*Exercise brief*: Please find each line in the listing below that contains the string "building", treating uppercase and lowercase as different, and copy those lines.

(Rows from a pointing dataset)
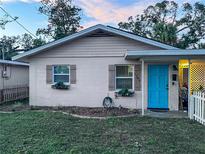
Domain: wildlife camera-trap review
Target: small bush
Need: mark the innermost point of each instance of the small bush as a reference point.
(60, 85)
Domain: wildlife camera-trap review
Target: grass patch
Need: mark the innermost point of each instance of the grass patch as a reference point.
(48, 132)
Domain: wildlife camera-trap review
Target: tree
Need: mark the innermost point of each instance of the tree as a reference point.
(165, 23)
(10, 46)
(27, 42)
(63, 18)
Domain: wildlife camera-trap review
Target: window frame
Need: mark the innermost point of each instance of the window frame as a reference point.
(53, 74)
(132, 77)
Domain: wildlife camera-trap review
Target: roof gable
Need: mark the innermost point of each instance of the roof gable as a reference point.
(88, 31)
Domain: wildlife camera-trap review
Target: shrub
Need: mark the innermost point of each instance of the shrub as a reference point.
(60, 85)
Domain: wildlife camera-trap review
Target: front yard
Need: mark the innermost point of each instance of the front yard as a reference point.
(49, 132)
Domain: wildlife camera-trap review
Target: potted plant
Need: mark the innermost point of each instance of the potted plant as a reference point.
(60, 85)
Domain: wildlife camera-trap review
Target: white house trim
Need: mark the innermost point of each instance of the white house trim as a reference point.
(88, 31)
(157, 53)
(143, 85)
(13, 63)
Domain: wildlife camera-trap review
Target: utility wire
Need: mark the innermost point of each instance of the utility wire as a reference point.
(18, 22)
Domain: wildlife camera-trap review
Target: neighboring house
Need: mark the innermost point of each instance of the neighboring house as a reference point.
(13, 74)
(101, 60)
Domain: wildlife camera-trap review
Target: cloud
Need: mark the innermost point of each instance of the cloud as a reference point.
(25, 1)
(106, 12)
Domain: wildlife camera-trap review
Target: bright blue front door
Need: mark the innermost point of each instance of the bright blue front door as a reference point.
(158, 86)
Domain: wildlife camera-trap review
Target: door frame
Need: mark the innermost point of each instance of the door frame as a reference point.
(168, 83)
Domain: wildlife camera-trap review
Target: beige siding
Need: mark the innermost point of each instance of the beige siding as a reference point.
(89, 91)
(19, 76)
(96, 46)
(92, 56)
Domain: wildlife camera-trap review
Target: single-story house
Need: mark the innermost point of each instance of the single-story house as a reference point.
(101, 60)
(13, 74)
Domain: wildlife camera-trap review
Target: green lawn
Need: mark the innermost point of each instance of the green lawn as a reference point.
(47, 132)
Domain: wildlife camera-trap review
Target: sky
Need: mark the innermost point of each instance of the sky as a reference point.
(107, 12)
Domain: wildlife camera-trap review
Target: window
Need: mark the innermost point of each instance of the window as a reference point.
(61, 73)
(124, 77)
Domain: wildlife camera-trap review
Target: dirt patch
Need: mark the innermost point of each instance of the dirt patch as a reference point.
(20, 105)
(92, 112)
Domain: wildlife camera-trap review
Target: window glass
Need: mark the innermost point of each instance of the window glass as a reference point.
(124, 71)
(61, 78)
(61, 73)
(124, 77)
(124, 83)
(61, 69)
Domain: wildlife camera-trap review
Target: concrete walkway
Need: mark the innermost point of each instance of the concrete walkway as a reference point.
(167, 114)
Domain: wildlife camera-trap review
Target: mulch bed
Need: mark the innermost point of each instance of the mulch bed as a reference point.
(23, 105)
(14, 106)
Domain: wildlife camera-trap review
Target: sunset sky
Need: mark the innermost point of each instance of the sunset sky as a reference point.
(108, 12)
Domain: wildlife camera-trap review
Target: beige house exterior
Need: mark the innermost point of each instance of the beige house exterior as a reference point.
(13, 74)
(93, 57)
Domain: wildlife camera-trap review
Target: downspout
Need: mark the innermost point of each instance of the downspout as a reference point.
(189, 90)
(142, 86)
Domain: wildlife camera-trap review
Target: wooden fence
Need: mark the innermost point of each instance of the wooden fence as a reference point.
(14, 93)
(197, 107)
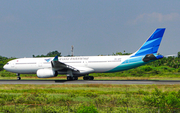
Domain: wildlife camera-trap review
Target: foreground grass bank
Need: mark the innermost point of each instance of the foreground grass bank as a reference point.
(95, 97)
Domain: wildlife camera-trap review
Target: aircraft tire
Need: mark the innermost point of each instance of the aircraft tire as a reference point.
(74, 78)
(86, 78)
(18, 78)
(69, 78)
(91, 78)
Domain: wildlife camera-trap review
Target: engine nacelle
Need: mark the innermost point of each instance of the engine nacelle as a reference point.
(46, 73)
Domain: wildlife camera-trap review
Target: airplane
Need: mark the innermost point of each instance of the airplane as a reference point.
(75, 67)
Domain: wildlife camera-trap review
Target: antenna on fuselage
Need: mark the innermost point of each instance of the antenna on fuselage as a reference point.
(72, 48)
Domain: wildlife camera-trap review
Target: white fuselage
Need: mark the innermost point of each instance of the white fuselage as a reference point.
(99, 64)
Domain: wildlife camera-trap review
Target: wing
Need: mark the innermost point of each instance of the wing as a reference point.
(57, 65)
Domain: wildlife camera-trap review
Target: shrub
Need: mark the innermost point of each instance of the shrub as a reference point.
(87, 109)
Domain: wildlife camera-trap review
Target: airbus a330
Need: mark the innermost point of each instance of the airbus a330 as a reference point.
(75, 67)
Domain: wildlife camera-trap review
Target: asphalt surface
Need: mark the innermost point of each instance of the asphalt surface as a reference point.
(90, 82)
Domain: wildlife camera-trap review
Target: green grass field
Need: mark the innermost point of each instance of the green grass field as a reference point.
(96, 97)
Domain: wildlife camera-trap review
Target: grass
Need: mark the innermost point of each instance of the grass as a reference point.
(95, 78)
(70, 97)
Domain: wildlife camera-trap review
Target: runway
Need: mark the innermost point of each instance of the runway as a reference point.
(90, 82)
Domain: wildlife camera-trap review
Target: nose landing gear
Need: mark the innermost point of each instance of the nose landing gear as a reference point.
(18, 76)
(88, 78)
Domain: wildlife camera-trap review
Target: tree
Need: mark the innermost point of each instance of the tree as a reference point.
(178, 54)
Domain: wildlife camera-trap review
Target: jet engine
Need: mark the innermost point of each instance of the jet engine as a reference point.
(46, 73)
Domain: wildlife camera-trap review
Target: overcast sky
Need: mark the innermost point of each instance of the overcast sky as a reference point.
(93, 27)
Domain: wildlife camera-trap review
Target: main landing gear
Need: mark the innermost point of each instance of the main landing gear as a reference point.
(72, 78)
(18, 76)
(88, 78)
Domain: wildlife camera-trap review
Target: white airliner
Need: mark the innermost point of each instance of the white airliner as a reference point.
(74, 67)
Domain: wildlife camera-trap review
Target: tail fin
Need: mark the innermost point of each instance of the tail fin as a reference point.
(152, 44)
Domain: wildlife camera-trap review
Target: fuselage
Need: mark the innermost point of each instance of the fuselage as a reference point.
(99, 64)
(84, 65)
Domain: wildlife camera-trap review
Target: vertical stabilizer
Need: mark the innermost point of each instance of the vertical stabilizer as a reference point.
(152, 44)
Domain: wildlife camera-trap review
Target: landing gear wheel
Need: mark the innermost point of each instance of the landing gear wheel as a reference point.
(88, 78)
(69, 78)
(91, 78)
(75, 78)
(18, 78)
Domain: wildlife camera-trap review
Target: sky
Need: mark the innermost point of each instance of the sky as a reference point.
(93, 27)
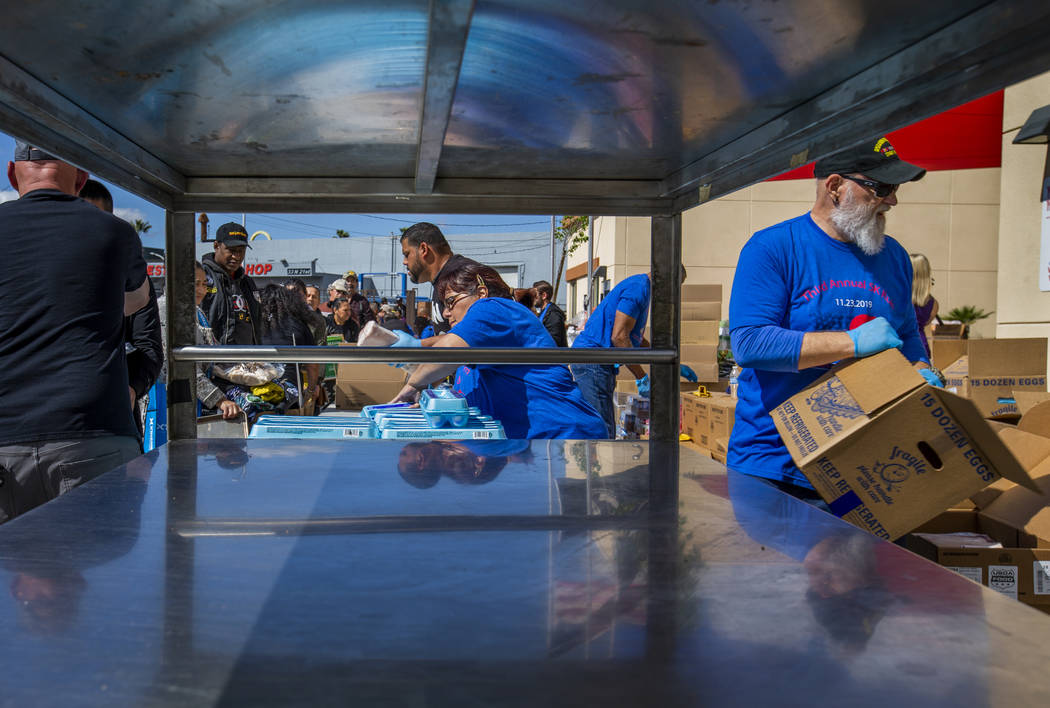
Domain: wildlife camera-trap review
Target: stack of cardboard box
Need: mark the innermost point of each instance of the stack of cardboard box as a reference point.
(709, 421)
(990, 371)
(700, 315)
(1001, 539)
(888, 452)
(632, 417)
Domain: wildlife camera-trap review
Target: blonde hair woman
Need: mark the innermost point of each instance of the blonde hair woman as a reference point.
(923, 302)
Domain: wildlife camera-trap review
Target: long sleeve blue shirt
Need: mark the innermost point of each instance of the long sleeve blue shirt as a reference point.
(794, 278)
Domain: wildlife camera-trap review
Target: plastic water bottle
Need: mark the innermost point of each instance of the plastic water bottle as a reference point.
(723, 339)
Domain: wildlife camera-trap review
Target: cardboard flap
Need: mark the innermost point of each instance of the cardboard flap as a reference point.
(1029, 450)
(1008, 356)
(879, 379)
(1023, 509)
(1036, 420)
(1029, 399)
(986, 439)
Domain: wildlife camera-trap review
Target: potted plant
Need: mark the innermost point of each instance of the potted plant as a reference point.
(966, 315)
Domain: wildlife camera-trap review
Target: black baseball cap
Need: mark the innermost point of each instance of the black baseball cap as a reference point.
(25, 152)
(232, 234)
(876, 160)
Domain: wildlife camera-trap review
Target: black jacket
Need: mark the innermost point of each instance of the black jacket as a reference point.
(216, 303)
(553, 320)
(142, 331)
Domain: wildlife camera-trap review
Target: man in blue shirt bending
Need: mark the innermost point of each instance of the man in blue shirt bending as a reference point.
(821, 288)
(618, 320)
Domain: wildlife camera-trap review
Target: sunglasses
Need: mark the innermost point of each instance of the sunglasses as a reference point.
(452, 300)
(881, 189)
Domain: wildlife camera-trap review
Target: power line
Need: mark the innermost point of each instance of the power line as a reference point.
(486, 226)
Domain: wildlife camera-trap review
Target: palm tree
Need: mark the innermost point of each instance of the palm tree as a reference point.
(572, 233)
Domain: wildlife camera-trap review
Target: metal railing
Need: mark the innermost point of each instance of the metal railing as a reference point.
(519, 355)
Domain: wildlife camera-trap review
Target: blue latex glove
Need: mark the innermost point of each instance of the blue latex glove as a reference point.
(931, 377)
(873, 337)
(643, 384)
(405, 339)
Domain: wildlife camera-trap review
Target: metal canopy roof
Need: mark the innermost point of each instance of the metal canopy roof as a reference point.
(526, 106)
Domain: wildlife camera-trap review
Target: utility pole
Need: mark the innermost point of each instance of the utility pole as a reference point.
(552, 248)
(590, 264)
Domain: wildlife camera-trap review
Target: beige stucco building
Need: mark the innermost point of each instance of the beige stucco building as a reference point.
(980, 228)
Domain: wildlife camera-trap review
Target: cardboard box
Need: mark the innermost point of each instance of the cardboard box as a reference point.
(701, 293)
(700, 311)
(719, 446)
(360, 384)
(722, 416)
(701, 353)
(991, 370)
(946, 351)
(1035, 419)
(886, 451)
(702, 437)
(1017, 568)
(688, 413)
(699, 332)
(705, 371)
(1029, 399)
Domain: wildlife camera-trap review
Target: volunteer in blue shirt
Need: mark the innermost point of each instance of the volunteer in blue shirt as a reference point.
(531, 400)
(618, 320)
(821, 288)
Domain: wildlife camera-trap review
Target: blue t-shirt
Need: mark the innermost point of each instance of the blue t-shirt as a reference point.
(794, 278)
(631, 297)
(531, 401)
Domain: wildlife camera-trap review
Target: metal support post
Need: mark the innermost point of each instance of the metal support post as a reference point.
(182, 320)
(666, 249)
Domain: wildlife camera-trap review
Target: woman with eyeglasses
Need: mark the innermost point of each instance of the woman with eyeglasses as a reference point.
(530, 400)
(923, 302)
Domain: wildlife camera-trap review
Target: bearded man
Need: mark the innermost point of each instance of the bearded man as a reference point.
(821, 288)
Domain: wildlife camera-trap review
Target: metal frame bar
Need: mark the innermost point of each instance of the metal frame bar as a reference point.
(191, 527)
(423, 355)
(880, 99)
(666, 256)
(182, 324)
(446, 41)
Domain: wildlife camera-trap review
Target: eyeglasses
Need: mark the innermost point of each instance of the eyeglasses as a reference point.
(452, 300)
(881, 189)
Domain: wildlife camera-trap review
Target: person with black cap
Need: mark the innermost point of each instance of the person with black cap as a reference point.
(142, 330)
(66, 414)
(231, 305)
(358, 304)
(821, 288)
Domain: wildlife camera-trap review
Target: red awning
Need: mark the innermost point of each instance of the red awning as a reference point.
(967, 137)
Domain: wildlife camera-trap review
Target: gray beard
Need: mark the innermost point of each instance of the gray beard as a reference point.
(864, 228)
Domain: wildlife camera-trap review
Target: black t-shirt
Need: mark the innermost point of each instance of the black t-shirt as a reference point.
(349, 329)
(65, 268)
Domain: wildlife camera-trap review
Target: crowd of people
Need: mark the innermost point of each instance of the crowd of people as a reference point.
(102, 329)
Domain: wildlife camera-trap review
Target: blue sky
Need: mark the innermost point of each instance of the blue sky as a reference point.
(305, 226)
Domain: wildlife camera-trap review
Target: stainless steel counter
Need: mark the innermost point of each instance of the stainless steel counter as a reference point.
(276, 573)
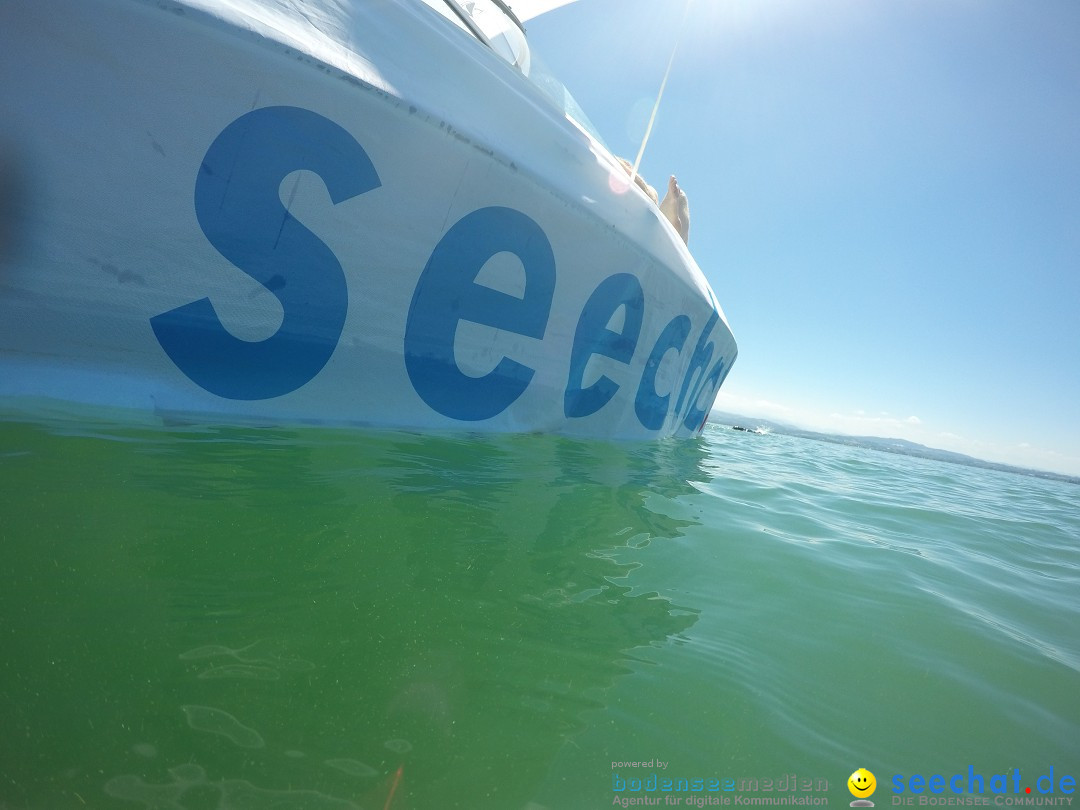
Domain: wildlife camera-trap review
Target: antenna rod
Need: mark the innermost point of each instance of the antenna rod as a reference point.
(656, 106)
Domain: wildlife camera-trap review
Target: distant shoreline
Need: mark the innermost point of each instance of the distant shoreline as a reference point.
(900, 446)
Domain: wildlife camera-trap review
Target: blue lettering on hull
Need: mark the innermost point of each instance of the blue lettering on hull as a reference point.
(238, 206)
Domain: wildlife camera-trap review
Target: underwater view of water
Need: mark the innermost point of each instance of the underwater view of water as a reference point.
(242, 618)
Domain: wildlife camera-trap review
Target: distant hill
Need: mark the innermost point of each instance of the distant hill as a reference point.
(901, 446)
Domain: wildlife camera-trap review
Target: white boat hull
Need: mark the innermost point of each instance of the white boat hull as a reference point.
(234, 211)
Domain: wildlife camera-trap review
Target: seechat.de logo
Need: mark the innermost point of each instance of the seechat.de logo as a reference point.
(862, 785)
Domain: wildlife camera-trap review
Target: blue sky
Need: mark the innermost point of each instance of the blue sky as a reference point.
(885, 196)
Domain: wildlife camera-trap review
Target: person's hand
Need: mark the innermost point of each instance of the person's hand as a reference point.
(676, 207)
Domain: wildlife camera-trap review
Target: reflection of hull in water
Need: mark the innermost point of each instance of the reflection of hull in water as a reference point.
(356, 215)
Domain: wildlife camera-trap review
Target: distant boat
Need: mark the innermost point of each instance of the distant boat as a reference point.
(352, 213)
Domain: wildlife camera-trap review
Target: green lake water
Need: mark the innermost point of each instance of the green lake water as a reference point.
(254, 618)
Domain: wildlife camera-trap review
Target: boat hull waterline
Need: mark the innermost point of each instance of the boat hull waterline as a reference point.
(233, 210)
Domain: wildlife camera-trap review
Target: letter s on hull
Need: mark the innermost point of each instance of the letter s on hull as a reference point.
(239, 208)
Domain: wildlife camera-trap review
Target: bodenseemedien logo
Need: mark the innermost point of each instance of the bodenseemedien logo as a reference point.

*Worked answer*:
Target: beige stucco building
Need: mark the innermost point of each instance of the beige stucco building as a reference point.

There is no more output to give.